ZADANIE DO WYKONANIA :: Przepisz fragment tekstu o historii szczepu od „Tych parę zdań” do „się na szczep.”, zastępując w nim „drużyna męska” wyrażeniem „drużyna chłopięca”.

PRZYTOCZONY TEKST ::

Tych parę zdań o naszym szczepie to nie jest zapis kronikarski. Do tego musiałabym sięgnąć właśnie do kronik oraz do rozkazów i wspomnień kadry :-). W każdym razie poniżej to, co wydaje mi się dość istotne.
Nigdy nie było jakichś planów związanych z powstaniem szczepu. W historii „Samarytanek”, bo to one są początkiem i źródłem, były takie momenty, że np. powstała bratnia drużyna męska: 28 Grudziądzka Drużyna Harcerzy „Smoki” lub ktoś próbował coś sam zorganizować. Jednak nie było to albo trwałe, albo nie wiązało się z powstaniem kolejnych drużyn, składających się na szczep.
Na przełomie 1999 i 2000 r. Samarytanki były bardzo silną, liczną drużyną. Zimą na przełomie tych lat, Menasia założyła przy SP 16 gromadę: 18 Grudziądzką Gromadę Zuchową „Dzielne Skrzaty”. Jej przyboczną została Kamila Gothard (obecnie Krzyżanowska).
Latem 2000 r. byłyśmy na Światowym Zlocie w Gnieźnie. Byłyśmy tak licznie, że chyba było nas więcej niż reprezentacja Hufca Grudziądz (bo nie wchodziłyśmy w skład reprezentacji, ale to już inna historia). Był z nami męski „rodzynek” z funkcją starszego brata: Michał Sereda, czyli dh $erek. Podczas zlotu sąsiadowaliśmy ze szczepem „Strzelnica” z Torunia; takie ambitne środowisko, któremu szefował Łukasz Rycharski. W tym czasie też przyjaźniliśmy się z bydgoską „Ad astrą”. I chyba jakoś na tym zlocie powstał pomysł zorganizowania kursu drużynowych dla naszych trzech ekip. Efektem był zimowy kurs w Funce. A kursowa drużyna nosiła nazwę „Żywioły”.
I już podczas kursu podjęliśmy działania, by ściągnąć nowe osoby, obojga płci i w różnym wieku. W ten sposób powstała drużyna męska; założona przez Sławka i $erka; drużynowym 42 Drużyny Harcerzy „Łatwopalni” pierwotnie był $erek, potem został Sławek Krajewski. Część kadry Samarytanek pod wodzą Gosi Kwiatkowskiej, czyli Robi, została „oddelegowana” do utworzenia nowej drużyny żeńskiej – i tak powstał Brzask, czyli 45 Grudziądzka Drużyna Harcerek „Brzask”. Innymi słowy w 2001 r. były już 3 drużyny, gromada i zawiązał się szczep. Niestety czy stety, nie byliśmy zbyt twórczy, decydując się na nazwę; „Żywioły” bardzo nam pasowały, choć wiem, że nijak nie wiązały się obrzędowo z Samarytankami. W tym czasie, czyli 2001/2002, chłopcy, choć niezbyt liczni, też podjęli decyzję o podzieleniu się: Sławek został przy SP 16 i drużyną Łatwopalni, a $erek na Strzemyku utworzył Anduril – 56 Grudziądzką Drużynę Harcerzy „Anduril”. Latem 2002 r. wyjechaliśmy na obóz do Czech – i w zasadzie była to pierwsza akcja letnia Żywiołów.

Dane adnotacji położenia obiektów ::

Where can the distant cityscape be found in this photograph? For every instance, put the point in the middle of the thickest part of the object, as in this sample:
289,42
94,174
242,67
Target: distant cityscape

ROZWIĄZANIE ZADANIA ::
Tych parę zdań o naszym szczepie to nie jest zapis kronikarski. Do tego musiałabym sięgnąć właśnie do kronik oraz do rozkazów i wspomnień kadry :-). W każdym razie poniżej to, co wydaje mi się dość istotne.
Nigdy nie było jakichś planów związanych z powstaniem szczepu. W historii „Samarytanek”, bo to one są początkiem i źródłem, były takie momenty, że np. powstała bratnia drużyna chłopięca: 28 Grudziądzka Drużyna Harcerzy „Smoki” lub ktoś próbował coś sam zorganizować. Jednak nie było to albo trwałe, albo nie wiązało się z powstaniem kolejnych drużyn, składających się na szczep.